— Begin SUPPLIED TEXT —
Ask HN: Is there any benefit to having a professional Twitter account? - moonfleet
I am new to the industry and I have yet to join an online development community. I do not have social media accounts because I am a recovering information addict. Lately though, I have been feeling like I am missing out on the latest news, trends and discussions that could have given me useful professional insights. Is it just my fomo or having a twitter can in fact make me a better well-informed developer? Is being a part of the professional twitter community worth the hustle of having to filter out all that distracting twitter noise?
======
moksly
I think it depends entirely on what you want from it. I utilise social media
professionally, and my articles on LinkedIn have certainly opened some doors.
Among the most noticeably was when I was awarded the great honour of working
on a few of our national strategies for digitalisation. Social media can
certainly do that, and beyond influence it can also make you an attractive
hire.

I don’t think I’ve ever had a conversation without underlying motives on any
social media platform that puts your name one it though. People are always
pushing some agenda, and that’s perfectly fine, if that’s what you’re there
for. We often get involved, buy products or hire people partly because of
networking through social media ourselves. So I think social media can serve a
purpose professionally.
— End SUPPLIED TEXT —
# LIST OF TASKS
(a) Repeat word for word the passage of the thread that starts at "Ask HN: Is there" and ends at "distracting twitter noise?".
(b) In the thread, on which platform did moksly publish the articles that opened some doors?
Work only from the thread.
— Begin GIVEN RECORDS —
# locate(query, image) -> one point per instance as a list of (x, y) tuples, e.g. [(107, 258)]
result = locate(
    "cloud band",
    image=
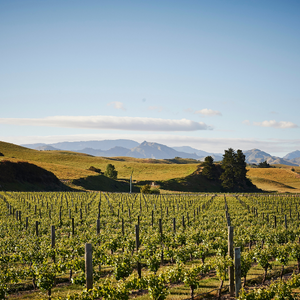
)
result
[(110, 122)]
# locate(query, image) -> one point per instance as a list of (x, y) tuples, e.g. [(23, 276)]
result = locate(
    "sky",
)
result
[(211, 75)]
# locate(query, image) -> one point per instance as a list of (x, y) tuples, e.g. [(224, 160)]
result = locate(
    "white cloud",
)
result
[(279, 147), (110, 122), (247, 122), (156, 108), (275, 124), (117, 105), (208, 112)]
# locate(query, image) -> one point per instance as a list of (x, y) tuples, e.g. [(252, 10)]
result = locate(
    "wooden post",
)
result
[(152, 218), (53, 240), (238, 272), (285, 222), (161, 240), (37, 228), (230, 253), (137, 243), (98, 226), (88, 266), (73, 227), (174, 225)]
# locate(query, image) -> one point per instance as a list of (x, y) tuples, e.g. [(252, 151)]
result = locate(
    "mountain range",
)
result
[(130, 148)]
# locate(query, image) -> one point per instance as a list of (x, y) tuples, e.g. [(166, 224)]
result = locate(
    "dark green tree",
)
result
[(209, 168), (228, 166), (240, 168), (111, 172), (264, 164), (234, 170)]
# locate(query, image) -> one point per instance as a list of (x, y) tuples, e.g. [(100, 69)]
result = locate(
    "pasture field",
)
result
[(145, 246), (71, 166), (68, 165), (281, 180)]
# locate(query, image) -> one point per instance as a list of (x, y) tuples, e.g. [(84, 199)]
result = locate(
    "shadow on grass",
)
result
[(103, 183)]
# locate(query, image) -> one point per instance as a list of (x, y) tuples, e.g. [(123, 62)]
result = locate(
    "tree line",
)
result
[(231, 172)]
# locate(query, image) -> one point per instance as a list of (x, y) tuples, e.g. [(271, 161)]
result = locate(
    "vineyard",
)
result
[(92, 245)]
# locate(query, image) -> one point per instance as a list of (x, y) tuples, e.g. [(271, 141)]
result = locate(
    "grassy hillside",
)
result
[(279, 179), (175, 174), (72, 168)]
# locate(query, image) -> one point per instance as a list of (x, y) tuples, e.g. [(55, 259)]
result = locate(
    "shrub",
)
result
[(111, 172), (146, 189), (91, 168)]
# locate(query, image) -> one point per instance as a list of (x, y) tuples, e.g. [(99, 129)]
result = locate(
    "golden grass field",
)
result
[(67, 166)]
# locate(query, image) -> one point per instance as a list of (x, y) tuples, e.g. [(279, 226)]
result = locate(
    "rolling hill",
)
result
[(72, 169)]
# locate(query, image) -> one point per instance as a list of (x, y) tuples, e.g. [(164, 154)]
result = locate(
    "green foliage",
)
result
[(94, 169), (209, 168), (111, 172), (146, 189), (264, 164), (234, 171)]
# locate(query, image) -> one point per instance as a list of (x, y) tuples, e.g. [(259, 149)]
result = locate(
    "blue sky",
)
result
[(206, 74)]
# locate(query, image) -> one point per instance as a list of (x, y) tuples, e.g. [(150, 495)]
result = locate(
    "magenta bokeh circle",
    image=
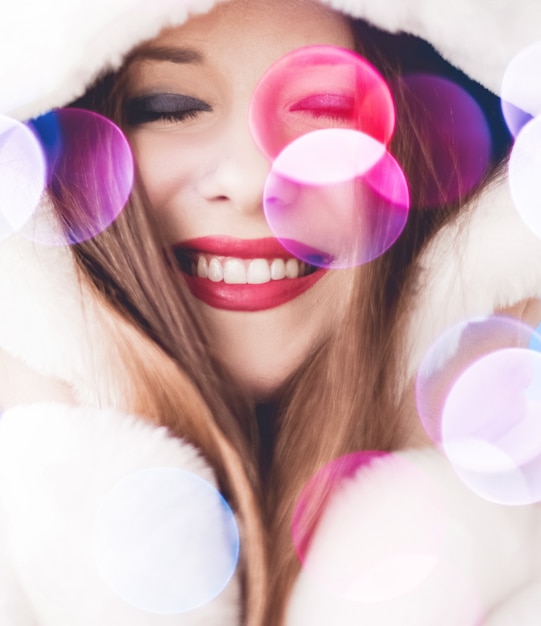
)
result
[(22, 175), (348, 552), (90, 174), (336, 198), (319, 87)]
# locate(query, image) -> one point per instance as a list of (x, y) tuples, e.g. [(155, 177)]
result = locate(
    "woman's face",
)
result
[(188, 98)]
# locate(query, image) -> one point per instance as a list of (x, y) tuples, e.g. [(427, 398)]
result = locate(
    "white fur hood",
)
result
[(59, 464), (54, 50)]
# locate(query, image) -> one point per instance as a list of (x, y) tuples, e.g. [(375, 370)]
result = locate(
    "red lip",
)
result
[(247, 297)]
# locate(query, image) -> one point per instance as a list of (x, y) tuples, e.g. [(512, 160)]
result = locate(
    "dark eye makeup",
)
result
[(163, 106)]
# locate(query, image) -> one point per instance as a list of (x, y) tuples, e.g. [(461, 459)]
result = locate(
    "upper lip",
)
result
[(267, 247), (225, 246)]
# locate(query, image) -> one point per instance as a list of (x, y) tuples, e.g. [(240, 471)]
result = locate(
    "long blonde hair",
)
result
[(345, 390)]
— End GIVEN RECORDS —
# SOLUTIONS TO THE PROBLEMS
(a)
Ask HN: Is there any benefit to having a professional Twitter account? - moonfleet
I am new to the industry and I have yet to join an online development community. I do not have social media accounts because I am a recovering information addict. Lately though, I have been feeling like I am missing out on the latest news, trends and discussions that could have given me useful professional insights. Is it just my fomo or having a twitter can in fact make me a better well-informed developer? Is being a part of the professional twitter community worth the hustle of having to filter out all that distracting twitter noise?

(b) LinkedIn.